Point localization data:

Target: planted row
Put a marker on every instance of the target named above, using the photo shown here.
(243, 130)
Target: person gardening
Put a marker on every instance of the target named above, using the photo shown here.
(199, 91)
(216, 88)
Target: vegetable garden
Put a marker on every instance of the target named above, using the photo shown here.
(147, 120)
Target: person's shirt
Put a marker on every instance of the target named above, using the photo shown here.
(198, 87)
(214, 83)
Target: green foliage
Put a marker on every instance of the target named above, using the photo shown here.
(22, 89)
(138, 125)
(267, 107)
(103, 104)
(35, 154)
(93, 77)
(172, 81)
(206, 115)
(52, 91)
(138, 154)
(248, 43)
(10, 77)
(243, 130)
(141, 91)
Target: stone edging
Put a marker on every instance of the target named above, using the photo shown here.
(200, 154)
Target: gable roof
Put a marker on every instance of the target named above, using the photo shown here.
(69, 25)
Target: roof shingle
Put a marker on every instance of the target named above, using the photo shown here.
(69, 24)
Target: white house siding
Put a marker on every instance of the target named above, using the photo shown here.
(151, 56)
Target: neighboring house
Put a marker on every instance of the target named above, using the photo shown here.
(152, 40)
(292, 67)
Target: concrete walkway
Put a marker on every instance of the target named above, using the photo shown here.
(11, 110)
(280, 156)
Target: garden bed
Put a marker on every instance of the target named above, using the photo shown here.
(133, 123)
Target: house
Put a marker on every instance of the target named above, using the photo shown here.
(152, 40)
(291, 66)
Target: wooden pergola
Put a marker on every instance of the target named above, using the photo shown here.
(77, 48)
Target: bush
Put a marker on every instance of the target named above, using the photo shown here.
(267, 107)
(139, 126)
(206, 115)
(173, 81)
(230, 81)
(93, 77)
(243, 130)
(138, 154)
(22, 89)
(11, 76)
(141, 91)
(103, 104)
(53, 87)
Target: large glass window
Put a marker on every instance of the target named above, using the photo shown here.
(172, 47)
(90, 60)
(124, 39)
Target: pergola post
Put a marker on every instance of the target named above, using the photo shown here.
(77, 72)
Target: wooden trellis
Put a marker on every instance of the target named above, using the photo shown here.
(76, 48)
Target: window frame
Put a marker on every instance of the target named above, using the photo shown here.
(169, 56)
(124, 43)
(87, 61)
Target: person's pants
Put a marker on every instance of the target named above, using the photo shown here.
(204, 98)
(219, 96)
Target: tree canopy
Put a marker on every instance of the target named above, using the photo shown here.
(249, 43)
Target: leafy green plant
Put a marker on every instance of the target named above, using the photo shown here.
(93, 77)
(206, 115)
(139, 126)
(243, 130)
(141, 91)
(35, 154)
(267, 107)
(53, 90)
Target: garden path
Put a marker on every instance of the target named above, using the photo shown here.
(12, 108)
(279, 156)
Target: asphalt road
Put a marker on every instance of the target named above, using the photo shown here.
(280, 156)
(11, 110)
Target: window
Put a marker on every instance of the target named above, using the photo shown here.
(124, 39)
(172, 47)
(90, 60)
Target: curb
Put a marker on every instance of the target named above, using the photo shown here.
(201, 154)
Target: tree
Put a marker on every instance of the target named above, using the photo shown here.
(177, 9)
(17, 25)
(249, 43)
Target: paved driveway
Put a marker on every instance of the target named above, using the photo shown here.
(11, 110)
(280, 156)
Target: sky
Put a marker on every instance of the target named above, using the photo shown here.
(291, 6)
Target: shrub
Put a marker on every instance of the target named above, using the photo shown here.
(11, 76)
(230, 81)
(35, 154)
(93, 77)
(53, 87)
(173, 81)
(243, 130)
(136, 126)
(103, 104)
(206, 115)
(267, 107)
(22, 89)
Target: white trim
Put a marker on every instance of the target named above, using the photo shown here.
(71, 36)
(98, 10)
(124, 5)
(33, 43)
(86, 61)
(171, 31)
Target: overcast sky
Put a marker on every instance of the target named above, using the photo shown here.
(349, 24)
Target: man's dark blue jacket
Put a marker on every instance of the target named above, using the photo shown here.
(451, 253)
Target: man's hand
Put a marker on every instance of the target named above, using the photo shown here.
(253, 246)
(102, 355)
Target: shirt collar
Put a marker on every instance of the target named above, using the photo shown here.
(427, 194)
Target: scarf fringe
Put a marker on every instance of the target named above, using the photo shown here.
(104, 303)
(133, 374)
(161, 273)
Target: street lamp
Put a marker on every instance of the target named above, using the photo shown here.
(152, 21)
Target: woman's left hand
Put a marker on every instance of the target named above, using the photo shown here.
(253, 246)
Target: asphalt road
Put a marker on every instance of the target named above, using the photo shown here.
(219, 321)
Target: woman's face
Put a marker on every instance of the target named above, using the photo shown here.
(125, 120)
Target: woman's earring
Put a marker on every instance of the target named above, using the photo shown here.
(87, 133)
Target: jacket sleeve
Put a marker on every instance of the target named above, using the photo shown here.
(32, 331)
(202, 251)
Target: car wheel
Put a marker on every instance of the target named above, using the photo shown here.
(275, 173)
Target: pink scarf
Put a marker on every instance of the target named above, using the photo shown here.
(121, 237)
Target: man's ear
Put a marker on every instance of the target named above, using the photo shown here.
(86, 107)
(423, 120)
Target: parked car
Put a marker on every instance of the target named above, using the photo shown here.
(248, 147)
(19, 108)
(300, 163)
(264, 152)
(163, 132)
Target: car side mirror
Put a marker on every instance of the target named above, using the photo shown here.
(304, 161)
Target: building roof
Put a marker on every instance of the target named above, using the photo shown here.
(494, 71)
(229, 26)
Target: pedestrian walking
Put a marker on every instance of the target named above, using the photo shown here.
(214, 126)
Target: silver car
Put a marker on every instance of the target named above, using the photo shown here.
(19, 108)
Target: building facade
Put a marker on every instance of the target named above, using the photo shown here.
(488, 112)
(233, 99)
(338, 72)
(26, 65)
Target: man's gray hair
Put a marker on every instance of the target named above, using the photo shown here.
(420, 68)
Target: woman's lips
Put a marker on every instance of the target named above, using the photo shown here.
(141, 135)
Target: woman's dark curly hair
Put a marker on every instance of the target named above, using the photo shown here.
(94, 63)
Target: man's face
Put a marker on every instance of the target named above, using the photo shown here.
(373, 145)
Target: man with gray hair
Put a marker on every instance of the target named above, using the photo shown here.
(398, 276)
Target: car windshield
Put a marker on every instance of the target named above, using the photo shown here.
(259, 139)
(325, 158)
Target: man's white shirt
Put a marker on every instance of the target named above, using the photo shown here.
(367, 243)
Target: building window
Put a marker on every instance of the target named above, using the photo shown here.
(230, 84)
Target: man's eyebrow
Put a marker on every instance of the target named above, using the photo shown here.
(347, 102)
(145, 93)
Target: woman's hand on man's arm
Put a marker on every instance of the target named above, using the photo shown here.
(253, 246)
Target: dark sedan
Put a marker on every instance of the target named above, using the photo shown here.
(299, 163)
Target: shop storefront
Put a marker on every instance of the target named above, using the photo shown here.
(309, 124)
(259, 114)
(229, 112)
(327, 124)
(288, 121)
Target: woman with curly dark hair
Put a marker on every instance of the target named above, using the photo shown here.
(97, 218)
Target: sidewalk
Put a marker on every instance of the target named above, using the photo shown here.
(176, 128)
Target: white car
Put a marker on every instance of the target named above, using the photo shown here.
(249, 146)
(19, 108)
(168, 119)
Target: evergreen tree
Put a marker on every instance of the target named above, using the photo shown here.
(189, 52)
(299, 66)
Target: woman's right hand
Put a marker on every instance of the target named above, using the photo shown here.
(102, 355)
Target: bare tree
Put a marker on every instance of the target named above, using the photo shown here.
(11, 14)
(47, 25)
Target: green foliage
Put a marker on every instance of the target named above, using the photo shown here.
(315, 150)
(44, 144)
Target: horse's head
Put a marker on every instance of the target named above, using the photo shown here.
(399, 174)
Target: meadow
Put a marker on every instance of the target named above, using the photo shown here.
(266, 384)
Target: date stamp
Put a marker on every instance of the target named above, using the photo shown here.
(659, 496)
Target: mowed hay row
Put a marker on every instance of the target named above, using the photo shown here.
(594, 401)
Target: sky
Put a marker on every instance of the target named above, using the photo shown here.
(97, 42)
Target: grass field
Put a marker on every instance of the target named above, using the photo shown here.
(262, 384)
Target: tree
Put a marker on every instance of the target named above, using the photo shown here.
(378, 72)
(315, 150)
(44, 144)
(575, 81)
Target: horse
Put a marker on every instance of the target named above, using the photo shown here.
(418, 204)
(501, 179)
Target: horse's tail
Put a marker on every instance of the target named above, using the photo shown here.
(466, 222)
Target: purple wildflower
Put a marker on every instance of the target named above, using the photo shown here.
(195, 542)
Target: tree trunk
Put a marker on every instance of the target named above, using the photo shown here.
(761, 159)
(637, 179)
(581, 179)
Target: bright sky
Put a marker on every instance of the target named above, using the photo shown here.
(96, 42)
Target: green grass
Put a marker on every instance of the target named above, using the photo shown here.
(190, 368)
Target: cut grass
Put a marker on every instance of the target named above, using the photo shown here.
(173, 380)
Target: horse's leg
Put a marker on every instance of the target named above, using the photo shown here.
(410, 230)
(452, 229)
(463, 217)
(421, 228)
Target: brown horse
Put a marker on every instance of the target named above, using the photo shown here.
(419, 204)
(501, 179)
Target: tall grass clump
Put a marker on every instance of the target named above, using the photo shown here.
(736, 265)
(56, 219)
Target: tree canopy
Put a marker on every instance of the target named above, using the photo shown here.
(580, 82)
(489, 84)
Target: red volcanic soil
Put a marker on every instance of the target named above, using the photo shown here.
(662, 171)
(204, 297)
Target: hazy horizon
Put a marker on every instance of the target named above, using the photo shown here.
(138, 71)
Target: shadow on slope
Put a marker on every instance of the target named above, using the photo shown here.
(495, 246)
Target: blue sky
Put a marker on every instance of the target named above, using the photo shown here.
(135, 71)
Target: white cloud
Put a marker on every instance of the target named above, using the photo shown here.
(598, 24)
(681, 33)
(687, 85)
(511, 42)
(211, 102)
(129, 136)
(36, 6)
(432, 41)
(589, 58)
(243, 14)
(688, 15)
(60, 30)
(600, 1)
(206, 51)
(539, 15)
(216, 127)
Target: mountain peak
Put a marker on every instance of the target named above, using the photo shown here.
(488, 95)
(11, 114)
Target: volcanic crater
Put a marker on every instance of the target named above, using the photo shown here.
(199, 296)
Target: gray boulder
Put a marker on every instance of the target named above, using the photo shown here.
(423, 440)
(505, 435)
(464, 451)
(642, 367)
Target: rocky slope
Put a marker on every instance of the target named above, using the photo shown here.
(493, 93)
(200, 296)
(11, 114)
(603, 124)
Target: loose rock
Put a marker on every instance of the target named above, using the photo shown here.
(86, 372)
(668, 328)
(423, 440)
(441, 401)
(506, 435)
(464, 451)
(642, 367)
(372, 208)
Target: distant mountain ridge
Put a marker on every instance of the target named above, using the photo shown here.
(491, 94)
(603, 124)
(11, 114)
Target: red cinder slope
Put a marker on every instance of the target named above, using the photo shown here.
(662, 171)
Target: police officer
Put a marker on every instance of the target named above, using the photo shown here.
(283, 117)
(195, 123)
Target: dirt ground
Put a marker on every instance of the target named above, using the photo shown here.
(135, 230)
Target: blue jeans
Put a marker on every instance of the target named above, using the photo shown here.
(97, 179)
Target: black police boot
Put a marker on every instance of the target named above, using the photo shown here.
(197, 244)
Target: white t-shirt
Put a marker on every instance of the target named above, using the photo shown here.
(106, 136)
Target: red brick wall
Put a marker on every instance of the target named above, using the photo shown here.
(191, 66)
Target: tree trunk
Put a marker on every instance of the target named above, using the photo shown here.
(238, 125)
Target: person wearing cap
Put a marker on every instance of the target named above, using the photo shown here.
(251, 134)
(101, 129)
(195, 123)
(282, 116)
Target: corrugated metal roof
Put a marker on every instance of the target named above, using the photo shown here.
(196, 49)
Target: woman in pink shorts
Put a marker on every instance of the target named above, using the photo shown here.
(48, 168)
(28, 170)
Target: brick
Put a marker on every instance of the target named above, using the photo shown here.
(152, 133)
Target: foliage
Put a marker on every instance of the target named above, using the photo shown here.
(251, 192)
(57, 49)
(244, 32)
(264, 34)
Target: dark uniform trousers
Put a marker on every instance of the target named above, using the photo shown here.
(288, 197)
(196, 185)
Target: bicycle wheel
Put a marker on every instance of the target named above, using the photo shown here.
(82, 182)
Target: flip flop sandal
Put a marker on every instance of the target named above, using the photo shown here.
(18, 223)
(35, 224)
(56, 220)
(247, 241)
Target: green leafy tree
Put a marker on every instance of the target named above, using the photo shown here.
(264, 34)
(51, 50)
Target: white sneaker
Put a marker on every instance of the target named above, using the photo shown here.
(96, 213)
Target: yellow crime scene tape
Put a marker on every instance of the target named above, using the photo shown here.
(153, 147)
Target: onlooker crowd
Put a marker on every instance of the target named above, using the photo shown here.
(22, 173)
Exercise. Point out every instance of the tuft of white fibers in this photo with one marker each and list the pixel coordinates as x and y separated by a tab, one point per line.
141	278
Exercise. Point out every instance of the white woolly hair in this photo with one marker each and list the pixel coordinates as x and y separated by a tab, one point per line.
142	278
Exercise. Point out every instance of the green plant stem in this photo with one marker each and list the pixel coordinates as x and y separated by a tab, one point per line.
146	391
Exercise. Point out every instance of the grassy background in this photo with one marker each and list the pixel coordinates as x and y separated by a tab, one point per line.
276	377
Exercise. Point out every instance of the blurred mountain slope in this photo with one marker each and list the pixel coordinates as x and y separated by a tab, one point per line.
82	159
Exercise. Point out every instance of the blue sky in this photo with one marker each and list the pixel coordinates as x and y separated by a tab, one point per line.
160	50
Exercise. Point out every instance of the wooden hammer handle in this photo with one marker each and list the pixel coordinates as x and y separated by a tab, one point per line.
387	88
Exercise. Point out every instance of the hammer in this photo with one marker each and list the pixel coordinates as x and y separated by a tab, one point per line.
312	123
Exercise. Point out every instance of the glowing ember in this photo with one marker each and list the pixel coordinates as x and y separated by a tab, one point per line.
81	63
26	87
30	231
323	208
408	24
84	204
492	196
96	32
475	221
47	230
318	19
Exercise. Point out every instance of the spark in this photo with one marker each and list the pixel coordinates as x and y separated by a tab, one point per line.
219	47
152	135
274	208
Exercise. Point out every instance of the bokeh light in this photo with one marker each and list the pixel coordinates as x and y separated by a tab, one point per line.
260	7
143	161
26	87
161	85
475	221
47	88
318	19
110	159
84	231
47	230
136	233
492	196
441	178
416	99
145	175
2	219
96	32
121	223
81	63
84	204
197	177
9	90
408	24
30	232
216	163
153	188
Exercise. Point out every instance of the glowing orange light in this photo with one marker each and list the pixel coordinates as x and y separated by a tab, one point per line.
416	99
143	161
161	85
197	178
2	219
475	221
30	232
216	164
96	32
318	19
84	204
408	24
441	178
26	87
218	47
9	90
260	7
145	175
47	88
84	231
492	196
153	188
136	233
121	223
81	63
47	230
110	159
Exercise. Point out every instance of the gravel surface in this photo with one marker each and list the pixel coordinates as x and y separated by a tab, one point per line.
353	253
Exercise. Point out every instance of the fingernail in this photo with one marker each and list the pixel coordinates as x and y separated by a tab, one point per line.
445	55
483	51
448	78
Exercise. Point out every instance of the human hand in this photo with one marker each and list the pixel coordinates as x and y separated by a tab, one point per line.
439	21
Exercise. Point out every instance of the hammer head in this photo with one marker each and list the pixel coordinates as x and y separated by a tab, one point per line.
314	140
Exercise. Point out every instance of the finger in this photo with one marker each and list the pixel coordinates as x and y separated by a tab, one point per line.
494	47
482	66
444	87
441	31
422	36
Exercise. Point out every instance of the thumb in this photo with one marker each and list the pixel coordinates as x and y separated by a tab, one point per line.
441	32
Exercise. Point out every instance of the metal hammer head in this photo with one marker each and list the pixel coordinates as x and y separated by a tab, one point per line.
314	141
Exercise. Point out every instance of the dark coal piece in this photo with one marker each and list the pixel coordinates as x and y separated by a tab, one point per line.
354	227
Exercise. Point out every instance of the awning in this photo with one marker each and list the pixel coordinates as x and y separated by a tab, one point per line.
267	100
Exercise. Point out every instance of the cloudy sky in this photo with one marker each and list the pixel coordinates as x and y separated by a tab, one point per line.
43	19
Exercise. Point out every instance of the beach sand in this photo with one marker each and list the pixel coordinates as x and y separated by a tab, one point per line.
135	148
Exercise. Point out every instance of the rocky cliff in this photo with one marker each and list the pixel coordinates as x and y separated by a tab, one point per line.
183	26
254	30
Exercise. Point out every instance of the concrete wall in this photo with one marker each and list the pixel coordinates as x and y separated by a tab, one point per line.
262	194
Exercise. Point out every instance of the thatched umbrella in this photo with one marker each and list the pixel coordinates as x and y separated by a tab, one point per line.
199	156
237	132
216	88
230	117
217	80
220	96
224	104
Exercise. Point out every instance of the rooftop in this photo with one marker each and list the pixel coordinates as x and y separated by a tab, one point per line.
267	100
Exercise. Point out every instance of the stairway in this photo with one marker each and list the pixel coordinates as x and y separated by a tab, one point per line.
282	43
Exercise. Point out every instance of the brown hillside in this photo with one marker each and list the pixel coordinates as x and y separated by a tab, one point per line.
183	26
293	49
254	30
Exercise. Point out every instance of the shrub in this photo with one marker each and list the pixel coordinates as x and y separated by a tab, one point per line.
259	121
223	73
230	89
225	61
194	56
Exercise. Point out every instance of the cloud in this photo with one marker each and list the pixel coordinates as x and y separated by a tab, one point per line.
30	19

WORK ORDER: Your answer should be the lines above from the one containing "Target: jacket sleeve" through the one containing "Target: man's gray hair", copied exactly and with both ends kept.

YOUR SOLUTION:
Target: jacket sleeve
Put a marker on every instance of the target named above, using the photo shown here.
(32, 331)
(202, 251)
Target: car wheel
Put a marker on every instance of the target named above, using the photo shown here.
(275, 173)
Target: pink scarf
Put a marker on every instance of the target named above, using the photo shown here.
(121, 237)
Target: man's ear
Put a marker on every instance of the target named above, using the photo shown here.
(86, 107)
(423, 120)
Target: parked car
Put a marker on every instance of the target named above, using the photo shown here.
(248, 147)
(19, 108)
(300, 163)
(264, 152)
(163, 132)
Target: car side mirror
Put a marker on every instance of the target named above, using the photo shown here.
(304, 161)
Target: building roof
Put a marker on every instance of the target named above, using the photo shown here.
(494, 71)
(229, 26)
Target: pedestrian walking
Put a marker on every instance of the target named above, using the photo shown here.
(214, 126)
Target: silver car
Put a marker on every instance of the target named above, using the photo shown here.
(19, 108)
Target: building facade
Put a marker on every instance of the target named above, using the photo shown here.
(488, 112)
(233, 99)
(338, 72)
(26, 65)
Target: man's gray hair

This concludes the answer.